··· Selected text ···
We successfully represented a client, one of the biggest Western agricultural machinery suppliers, before the Court of Appeals of Lithuania in a civil case on the basis of a claim filed against the client regarding termination of a contract, application of restitution and payment of damages in the amount of more than EUR 70,000. Having considered the case, the court of appeal instance noted in its ruling that, among other things, the establishment of alternative means of defence of a purchaser’s rights means that after application of one way of defence for ensuring the purchaser’s right to get an item of appropriate quality the purchaser has no legal basis to demand that under the same actual circumstances with regard to the defects in the quality of a sold item the seller would be liable in any other way as well because contractual obligations arising out of certain defects in an item have already expired. The purchaser may choose another way of defence/protection of breached rights only after the discovery of new defects in the quality of an item. The court stated that the claimant chose the way of defence of its violated rights and expressed the desire to protect its rights demanding to remove defects in the products; the defects were removed; for this reason, the claimant could not protect its violated rights employing any other means of protection of a purchaser’s rights as specified in Article 6.334(1) of the Civil Code; in other words, the claimant could not demand to terminate the purchase and sale contract and apply restitution. The appeal was not satisfied, litigation costs were awarded in favour of the client.
···
Written task 1:
Answer these questions from the case summary:
(a) Before which court was the client represented?
(b) What amount of damages did the claim seek?
(c) Which article of the Civil Code does the court cite?
The records that come next have no connection to the case summary.
··· Data supplied ···
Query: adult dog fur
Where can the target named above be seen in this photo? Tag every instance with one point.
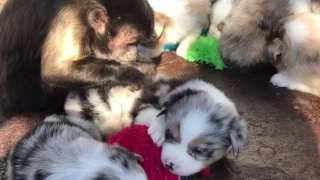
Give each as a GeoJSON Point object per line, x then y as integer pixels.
{"type": "Point", "coordinates": [70, 148]}
{"type": "Point", "coordinates": [283, 33]}
{"type": "Point", "coordinates": [113, 108]}
{"type": "Point", "coordinates": [296, 54]}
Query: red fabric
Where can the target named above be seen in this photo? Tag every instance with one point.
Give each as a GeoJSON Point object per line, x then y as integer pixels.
{"type": "Point", "coordinates": [136, 139]}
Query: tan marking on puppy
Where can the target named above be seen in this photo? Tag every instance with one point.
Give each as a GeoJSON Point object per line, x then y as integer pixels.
{"type": "Point", "coordinates": [196, 142]}
{"type": "Point", "coordinates": [220, 26]}
{"type": "Point", "coordinates": [217, 155]}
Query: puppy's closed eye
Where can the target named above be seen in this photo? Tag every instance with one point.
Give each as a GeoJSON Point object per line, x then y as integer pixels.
{"type": "Point", "coordinates": [169, 135]}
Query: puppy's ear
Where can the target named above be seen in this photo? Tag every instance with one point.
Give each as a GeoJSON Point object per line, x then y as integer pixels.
{"type": "Point", "coordinates": [136, 157]}
{"type": "Point", "coordinates": [98, 19]}
{"type": "Point", "coordinates": [238, 135]}
{"type": "Point", "coordinates": [274, 49]}
{"type": "Point", "coordinates": [163, 112]}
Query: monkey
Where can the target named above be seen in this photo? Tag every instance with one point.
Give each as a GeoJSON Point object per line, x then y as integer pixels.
{"type": "Point", "coordinates": [51, 47]}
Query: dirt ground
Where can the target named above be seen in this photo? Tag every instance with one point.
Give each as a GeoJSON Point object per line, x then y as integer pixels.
{"type": "Point", "coordinates": [284, 126]}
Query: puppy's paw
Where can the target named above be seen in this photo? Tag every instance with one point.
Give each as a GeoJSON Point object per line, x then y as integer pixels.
{"type": "Point", "coordinates": [182, 51]}
{"type": "Point", "coordinates": [280, 80]}
{"type": "Point", "coordinates": [157, 131]}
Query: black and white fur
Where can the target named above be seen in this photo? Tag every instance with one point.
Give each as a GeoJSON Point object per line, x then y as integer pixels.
{"type": "Point", "coordinates": [114, 108]}
{"type": "Point", "coordinates": [196, 127]}
{"type": "Point", "coordinates": [193, 110]}
{"type": "Point", "coordinates": [69, 148]}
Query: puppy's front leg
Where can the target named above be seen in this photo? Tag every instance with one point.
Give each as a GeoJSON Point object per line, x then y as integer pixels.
{"type": "Point", "coordinates": [157, 130]}
{"type": "Point", "coordinates": [185, 44]}
{"type": "Point", "coordinates": [157, 125]}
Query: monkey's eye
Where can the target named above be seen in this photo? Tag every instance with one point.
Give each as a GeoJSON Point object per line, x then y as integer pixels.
{"type": "Point", "coordinates": [199, 151]}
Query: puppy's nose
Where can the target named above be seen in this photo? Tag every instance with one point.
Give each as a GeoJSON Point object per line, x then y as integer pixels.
{"type": "Point", "coordinates": [170, 166]}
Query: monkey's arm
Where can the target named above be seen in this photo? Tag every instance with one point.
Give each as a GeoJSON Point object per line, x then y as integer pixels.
{"type": "Point", "coordinates": [90, 72]}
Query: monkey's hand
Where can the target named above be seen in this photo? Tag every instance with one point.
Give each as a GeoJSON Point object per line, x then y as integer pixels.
{"type": "Point", "coordinates": [146, 65]}
{"type": "Point", "coordinates": [92, 72]}
{"type": "Point", "coordinates": [133, 77]}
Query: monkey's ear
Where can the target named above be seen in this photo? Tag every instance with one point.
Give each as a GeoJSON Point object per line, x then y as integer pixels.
{"type": "Point", "coordinates": [98, 19]}
{"type": "Point", "coordinates": [274, 49]}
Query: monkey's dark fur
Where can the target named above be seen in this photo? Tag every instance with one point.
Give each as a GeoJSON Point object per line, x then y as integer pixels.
{"type": "Point", "coordinates": [51, 46]}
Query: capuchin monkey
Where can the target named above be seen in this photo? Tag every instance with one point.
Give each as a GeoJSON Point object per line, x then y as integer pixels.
{"type": "Point", "coordinates": [49, 47]}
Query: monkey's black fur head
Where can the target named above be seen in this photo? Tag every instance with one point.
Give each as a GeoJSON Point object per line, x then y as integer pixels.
{"type": "Point", "coordinates": [137, 13]}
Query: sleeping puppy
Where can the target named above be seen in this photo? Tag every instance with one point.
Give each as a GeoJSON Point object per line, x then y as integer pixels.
{"type": "Point", "coordinates": [176, 21]}
{"type": "Point", "coordinates": [296, 54]}
{"type": "Point", "coordinates": [69, 148]}
{"type": "Point", "coordinates": [196, 126]}
{"type": "Point", "coordinates": [114, 108]}
{"type": "Point", "coordinates": [248, 28]}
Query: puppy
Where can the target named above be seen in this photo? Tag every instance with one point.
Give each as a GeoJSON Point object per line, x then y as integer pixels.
{"type": "Point", "coordinates": [114, 108]}
{"type": "Point", "coordinates": [296, 54]}
{"type": "Point", "coordinates": [249, 26]}
{"type": "Point", "coordinates": [219, 13]}
{"type": "Point", "coordinates": [196, 126]}
{"type": "Point", "coordinates": [177, 21]}
{"type": "Point", "coordinates": [69, 148]}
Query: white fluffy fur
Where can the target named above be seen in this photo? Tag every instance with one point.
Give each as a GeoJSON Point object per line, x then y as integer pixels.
{"type": "Point", "coordinates": [297, 32]}
{"type": "Point", "coordinates": [216, 95]}
{"type": "Point", "coordinates": [187, 19]}
{"type": "Point", "coordinates": [192, 127]}
{"type": "Point", "coordinates": [219, 13]}
{"type": "Point", "coordinates": [66, 152]}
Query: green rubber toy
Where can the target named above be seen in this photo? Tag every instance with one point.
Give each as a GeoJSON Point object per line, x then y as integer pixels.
{"type": "Point", "coordinates": [206, 50]}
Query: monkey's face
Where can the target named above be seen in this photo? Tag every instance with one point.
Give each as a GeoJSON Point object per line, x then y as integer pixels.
{"type": "Point", "coordinates": [129, 22]}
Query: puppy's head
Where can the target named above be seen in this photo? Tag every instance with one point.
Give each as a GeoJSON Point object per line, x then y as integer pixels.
{"type": "Point", "coordinates": [200, 131]}
{"type": "Point", "coordinates": [298, 41]}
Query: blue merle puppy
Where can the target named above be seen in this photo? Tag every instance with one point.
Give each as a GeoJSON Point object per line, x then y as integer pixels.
{"type": "Point", "coordinates": [68, 148]}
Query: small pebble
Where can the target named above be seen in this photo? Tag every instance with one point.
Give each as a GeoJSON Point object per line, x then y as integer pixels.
{"type": "Point", "coordinates": [295, 107]}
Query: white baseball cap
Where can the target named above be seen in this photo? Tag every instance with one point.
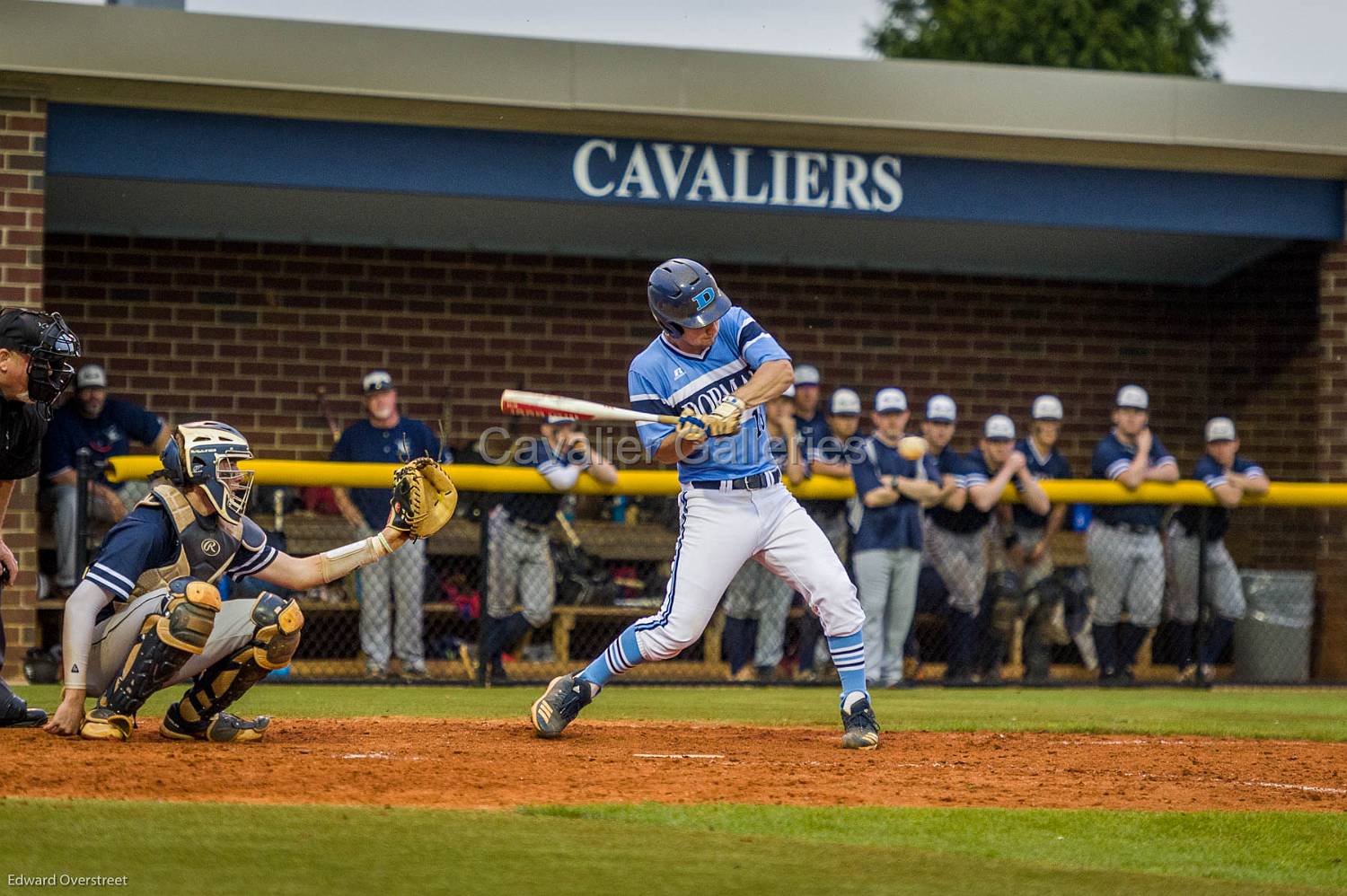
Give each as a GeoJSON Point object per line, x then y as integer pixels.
{"type": "Point", "coordinates": [1220, 428]}
{"type": "Point", "coordinates": [377, 382]}
{"type": "Point", "coordinates": [891, 400]}
{"type": "Point", "coordinates": [843, 401]}
{"type": "Point", "coordinates": [1045, 407]}
{"type": "Point", "coordinates": [92, 376]}
{"type": "Point", "coordinates": [806, 374]}
{"type": "Point", "coordinates": [999, 426]}
{"type": "Point", "coordinates": [940, 408]}
{"type": "Point", "coordinates": [1133, 396]}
···
Written task 2: Which lines of the records contain the word "head"? Gather and copy every one of them.

Right answer 1:
(a) The Court of Appeals of Lithuania.
(b) More than EUR 70,000.
(c) Article 6.334(1).

Right answer 2:
Query: monkey's black fur head
Query: puppy's head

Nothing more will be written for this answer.